*Work order*
Produce the records below again, word for word, but stop after the line that contains "negative clicks: (41, 159)".

*Data*
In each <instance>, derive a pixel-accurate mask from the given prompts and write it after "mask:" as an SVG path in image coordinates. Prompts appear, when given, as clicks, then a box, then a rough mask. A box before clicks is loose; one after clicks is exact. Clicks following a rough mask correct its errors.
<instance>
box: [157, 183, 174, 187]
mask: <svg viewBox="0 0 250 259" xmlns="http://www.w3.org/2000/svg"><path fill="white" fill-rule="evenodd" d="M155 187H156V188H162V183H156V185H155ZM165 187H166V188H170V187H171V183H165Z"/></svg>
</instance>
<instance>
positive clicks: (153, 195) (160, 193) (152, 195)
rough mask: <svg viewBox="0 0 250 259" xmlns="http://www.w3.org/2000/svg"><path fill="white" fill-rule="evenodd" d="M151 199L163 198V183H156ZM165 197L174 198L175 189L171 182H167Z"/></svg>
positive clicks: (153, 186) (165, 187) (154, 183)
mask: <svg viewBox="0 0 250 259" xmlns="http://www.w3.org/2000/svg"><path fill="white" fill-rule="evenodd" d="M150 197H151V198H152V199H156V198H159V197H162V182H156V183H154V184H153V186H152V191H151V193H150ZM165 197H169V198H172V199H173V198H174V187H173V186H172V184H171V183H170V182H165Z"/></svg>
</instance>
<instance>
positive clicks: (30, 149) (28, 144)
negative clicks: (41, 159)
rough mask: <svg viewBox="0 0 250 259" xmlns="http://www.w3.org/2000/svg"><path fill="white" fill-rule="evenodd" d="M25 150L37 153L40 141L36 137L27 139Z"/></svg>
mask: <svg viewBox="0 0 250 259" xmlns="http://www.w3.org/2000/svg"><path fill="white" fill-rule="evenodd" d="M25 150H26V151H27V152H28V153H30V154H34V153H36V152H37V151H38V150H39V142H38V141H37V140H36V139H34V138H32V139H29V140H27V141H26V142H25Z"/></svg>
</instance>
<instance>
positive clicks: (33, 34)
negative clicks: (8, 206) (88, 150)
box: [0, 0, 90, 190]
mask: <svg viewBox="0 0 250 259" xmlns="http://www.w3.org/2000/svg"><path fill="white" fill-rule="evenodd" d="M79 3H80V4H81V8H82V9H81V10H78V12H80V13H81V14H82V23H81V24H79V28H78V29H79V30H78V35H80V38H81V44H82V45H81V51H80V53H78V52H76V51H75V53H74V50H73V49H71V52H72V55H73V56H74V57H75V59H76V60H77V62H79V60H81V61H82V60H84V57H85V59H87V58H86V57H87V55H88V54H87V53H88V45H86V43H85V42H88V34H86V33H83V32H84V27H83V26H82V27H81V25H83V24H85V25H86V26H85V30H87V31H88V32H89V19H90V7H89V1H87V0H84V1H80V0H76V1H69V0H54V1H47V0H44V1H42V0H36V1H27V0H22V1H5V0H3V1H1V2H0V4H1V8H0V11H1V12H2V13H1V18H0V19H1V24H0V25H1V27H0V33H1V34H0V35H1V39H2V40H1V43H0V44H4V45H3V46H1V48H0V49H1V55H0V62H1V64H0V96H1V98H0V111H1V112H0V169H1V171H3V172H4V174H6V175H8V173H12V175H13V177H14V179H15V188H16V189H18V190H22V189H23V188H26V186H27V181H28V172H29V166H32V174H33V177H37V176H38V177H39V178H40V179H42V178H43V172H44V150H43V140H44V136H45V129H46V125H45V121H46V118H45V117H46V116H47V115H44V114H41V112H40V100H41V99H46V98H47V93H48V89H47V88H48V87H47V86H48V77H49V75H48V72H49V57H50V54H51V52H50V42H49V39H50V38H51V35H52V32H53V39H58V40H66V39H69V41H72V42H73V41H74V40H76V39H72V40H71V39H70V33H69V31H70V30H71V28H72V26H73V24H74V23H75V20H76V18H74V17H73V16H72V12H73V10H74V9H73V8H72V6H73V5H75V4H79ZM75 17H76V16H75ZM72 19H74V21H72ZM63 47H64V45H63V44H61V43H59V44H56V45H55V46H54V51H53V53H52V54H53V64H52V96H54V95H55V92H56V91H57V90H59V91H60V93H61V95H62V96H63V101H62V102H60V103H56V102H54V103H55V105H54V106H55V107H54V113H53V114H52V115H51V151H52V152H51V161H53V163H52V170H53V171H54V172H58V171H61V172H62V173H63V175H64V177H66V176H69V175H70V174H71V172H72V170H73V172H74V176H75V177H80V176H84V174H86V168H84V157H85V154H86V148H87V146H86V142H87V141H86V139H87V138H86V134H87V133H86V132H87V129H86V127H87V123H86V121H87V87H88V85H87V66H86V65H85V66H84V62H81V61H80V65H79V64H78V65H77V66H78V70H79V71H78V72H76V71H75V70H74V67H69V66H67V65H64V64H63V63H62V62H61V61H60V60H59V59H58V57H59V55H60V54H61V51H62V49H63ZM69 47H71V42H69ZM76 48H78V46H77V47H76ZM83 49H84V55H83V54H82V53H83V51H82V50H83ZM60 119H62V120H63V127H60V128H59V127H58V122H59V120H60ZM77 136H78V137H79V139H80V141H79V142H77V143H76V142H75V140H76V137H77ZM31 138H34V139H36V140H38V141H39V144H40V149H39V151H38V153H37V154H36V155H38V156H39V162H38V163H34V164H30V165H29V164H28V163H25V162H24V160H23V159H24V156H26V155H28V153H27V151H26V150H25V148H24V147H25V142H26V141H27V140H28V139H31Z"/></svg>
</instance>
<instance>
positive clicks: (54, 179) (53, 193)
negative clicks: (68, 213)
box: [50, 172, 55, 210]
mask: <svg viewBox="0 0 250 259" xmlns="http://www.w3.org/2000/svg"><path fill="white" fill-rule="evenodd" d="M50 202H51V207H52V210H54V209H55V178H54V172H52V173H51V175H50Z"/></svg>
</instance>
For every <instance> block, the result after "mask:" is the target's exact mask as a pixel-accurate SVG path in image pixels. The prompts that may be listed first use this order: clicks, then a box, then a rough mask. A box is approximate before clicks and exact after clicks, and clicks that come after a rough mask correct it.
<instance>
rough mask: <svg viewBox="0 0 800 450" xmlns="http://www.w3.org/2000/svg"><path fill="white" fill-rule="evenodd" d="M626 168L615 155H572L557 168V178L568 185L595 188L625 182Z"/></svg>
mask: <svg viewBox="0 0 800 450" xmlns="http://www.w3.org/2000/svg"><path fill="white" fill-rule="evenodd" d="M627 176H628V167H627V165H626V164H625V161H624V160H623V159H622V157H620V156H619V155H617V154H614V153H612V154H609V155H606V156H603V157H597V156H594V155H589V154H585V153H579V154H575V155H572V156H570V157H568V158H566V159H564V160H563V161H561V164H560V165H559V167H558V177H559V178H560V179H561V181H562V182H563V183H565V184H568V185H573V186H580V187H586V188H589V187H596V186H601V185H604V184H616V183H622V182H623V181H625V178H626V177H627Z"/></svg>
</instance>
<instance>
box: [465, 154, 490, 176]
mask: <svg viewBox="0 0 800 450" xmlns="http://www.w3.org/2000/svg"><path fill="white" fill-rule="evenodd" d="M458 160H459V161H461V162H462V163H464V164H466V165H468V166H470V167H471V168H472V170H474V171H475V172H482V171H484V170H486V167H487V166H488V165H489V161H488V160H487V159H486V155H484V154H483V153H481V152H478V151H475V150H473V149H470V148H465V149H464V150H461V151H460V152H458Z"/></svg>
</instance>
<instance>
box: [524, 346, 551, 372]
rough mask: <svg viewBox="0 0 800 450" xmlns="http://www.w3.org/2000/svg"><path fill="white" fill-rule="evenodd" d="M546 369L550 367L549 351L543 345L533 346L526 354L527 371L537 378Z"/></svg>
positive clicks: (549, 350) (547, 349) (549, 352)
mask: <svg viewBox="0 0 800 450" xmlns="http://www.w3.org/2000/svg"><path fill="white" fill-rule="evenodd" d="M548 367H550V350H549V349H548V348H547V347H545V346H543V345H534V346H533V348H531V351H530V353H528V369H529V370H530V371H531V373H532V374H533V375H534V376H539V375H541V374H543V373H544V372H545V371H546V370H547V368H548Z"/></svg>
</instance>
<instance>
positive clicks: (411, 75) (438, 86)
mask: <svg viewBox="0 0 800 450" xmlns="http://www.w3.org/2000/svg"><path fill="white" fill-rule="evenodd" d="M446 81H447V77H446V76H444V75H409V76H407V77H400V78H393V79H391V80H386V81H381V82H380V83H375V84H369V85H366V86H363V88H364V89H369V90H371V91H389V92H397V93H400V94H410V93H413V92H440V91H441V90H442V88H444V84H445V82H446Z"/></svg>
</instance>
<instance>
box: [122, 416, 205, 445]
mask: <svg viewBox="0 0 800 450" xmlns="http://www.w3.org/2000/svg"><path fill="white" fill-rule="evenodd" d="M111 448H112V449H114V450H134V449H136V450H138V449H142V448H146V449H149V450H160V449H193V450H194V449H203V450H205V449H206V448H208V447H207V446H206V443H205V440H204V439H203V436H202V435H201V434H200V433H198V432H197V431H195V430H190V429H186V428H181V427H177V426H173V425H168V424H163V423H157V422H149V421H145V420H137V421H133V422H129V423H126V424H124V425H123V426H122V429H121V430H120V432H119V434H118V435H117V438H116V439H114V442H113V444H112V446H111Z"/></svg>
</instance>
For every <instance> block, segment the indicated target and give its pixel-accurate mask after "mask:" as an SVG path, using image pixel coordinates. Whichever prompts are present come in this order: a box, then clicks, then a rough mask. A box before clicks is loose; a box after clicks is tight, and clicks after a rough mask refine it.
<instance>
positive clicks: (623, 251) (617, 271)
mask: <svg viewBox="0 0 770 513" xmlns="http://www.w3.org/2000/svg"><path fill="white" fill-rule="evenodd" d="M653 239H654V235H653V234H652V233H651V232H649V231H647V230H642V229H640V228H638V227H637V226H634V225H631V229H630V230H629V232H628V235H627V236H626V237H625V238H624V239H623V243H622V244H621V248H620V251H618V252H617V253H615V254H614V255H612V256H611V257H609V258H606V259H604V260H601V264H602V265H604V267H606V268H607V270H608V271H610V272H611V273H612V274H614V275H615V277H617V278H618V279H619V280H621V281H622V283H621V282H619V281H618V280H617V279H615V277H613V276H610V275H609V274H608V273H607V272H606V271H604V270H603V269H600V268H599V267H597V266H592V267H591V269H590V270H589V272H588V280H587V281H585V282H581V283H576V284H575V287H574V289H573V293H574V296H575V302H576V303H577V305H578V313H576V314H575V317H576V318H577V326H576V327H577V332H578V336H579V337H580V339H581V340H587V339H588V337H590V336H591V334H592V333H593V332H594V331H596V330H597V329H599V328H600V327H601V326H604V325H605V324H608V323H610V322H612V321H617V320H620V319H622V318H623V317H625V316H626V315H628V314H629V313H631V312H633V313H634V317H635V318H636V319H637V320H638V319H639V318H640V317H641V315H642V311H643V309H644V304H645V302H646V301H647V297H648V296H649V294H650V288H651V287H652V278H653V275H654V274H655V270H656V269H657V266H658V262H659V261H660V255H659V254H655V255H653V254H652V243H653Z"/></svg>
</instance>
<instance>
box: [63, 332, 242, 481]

*Written response*
In each <instance>, derive a pixel-accurate mask from the given prompts and write it after "mask:" as an SVG path in image coordinates. Prompts appear, when given, as clicks, then a box, then a rough mask. A box before clicks is loose; one after clicks is exact. Clicks following a rough mask correct its errors.
<instance>
box: [157, 183, 174, 187]
mask: <svg viewBox="0 0 250 259" xmlns="http://www.w3.org/2000/svg"><path fill="white" fill-rule="evenodd" d="M155 187H156V188H162V183H156V185H155ZM165 187H166V188H170V187H171V183H165Z"/></svg>
</instance>
<instance>
positive clicks: (153, 195) (160, 193) (152, 195)
rough mask: <svg viewBox="0 0 250 259" xmlns="http://www.w3.org/2000/svg"><path fill="white" fill-rule="evenodd" d="M151 199L163 198V183H156ZM165 197L174 198L175 189L171 182H167Z"/></svg>
positive clicks: (153, 186) (165, 187) (154, 183)
mask: <svg viewBox="0 0 250 259" xmlns="http://www.w3.org/2000/svg"><path fill="white" fill-rule="evenodd" d="M150 197H151V198H152V199H156V198H159V197H162V182H156V183H154V184H153V186H152V191H151V193H150ZM165 197H169V198H172V199H173V198H174V187H173V186H172V184H171V183H170V182H165Z"/></svg>
</instance>
<instance>
positive clicks: (30, 149) (28, 144)
negative clicks: (41, 159)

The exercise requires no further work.